**READING TEXT**.
------------------------

The book is in three parts, which reflect the traditional three stages of the spiritual life: Purgation: Emptiness in a Geography of Abandonment; Illumination: Waiting in a Silence Beyond Language; and Union: Love as the Fruit of Indifference. These three stages, notes Lane, are symbolised by the desert, the mountain and the cloud.

There are chapters on:

  • spirituality and the environment,
  • wild terrain and the spiritual life,
  • prayer without language in the mystical tradition,
  • the symbolism of Mounts Sinai and Tabor in the Christian tradition,
  • the landscape and theology of early Christian monasticism,
  • the desert Christians’ counter-cultural spirituality of attentiveness, indifference and love.

And, to give you another list, which is the only way I can even begin to do justice to the book’s richness without giving an extensively long account, Lane offers insightful thoughts on:

  • abandonment of control (and the desert as teacher of renunciation and abandonment),
  • letting go and the emptying of self,
  • loving that which cannot be understood,
  • the power of compassion as the fruit of indifference (the notion of indifference might require some explanation, but you have to read Lane for that),
  • a new harmony with the land,
  • learning to pay attention,
  • the transformation of desire into love,
  • meeting love in the most unlikely places,
  • the power of silence to connect and heal,
  • liturgy and the reaffirmation of ordinariness.

Woven into the fabric of the book are interludes, called ‘mythic landscapes’, in which Lane takes his personal account of the journey with his dying mother as well as his repeated experiences of wilderness places as the starting point for further reflections on issues such as a spirituality of brokenness, the gift of nothingness in a desert landscape, the unexpected gifts of grief, and a spirituality of desire.

Having had some recent desert experiences myself, I have found this a rich and rewarding read.

------------------------

**TASKS**.
- A) Retype the book review from "There are chapters" to "indifference and love.".
- B) State how many lines of the records contain the string "stem". Give only the number.
The book review and the records are unrelated material.

------------------------

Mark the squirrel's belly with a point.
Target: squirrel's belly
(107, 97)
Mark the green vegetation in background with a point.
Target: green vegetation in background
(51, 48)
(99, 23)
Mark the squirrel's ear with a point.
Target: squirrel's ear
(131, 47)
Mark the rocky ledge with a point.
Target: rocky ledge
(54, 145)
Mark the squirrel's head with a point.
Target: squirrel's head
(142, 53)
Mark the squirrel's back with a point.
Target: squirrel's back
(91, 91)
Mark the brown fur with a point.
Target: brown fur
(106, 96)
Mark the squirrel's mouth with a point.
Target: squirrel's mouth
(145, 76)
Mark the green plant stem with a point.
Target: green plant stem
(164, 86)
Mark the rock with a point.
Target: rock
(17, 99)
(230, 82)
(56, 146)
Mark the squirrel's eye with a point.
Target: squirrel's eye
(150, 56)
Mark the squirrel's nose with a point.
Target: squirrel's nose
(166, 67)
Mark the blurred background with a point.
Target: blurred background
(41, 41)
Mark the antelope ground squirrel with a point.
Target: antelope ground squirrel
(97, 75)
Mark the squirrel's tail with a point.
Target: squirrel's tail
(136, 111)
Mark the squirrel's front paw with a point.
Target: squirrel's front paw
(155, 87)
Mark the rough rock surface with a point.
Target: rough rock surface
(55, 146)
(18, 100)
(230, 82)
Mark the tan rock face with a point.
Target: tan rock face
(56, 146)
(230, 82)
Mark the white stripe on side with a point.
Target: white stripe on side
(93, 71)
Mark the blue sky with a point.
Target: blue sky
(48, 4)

------------------------

**THE RESULTS**.
- A)
There are chapters on:

  • spirituality and the environment,
  • wild terrain and the spiritual life,
  • prayer without language in the mystical tradition,
  • the symbolism of Mounts Sinai and Tabor in the Christian tradition,
  • the landscape and theology of early Christian monasticism,
  • the desert Christians’ counter-cultural spirituality of attentiveness, indifference and love.

- B) 2